• [Text shown]:
### Gaslighting - Transcript Processing & Data Collection
_____________________________

This is the notebook I used to process all transcripts. You will find data for all four primary transcripts, plus one extra which I transcribed, but decided not to use for the most part. This is the conversation with Munroe Bergdorf, as the presence of a third speaker in the conversation complicated things slightly.


In [1]:
#import libraries and scripts
import pandas as pd
import numpy as np
import matplotlib as plt
import os
from Python.tr_init import *
from Python.tr_class import *
from Python.tr_overlap import *
from Python.tr_tag import *

In [2]:
#append names of txt files in txt/ dir to txt_list
txt_directory = './txt/'
tagged_directory = './tagged/'
txt_list = []

for file in os.listdir(txt_directory):
     filename = os.fsdecode(file)
     txt_list.append(os.path.join(txt_directory, filename))


In [3]:
#define write_latex function

#write new file, given a transcript class instance and destination directory
def write_latex(transcript, directory):
    tagged_file = transcript.path[6:-4] + '_tagged.txt'
    destination = directory + tagged_file
    with open(destination, 'w') as f:
        for line in transcript.new_lines:
            f.write(line)
            f.write('\n')
   

In [4]:
#create transcript class instance & write_latex for each interview
tr_list = []
for txt_path in txt_list:
    #parse name from path and create class instance
    transcript_name = txt_path[6:-4]
    tr_class = Transcript(txt_path)
    #add to local variables and append to tr_class_list
    locals()[transcript_name] = tr_class
    if transcript_name != 'transcript_test_file':
        tr_list.append(tr_class)
    #process class instance
    init_routine(tr_class)
    overlap_routine(tr_class)
    tag_routine(tr_class)
    tr_class.create_df()

    #append line numbers to match transcript
    tr_class.line_number = [0] * len(tr_class.new_lines)
    i = 1
    for j in range(0, len(tr_class.new_lines)):
        if tr_class.new_lines[j] != '\medskip':
            tr_class.line_number[j] = i
            i += 1
    
    write_latex(tr_class, tagged_directory)

• [Supplied material]:
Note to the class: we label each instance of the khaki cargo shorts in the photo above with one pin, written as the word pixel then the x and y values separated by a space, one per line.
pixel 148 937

• [Exercise task 1]:
Why does the transcript-processing notebook say the extra transcript was mostly not used? Answer in one to three sentences.
• [Exercise task 2]:
How many primary transcripts does the transcript-processing notebook contain data for?
The lines play no part here.

• [Complete output 1]:
The extra transcript is the conversation with Munroe Bergdorf, and it was mostly set aside because a third speaker in that conversation complicated things slightly.

• [Complete output 2]:
Four.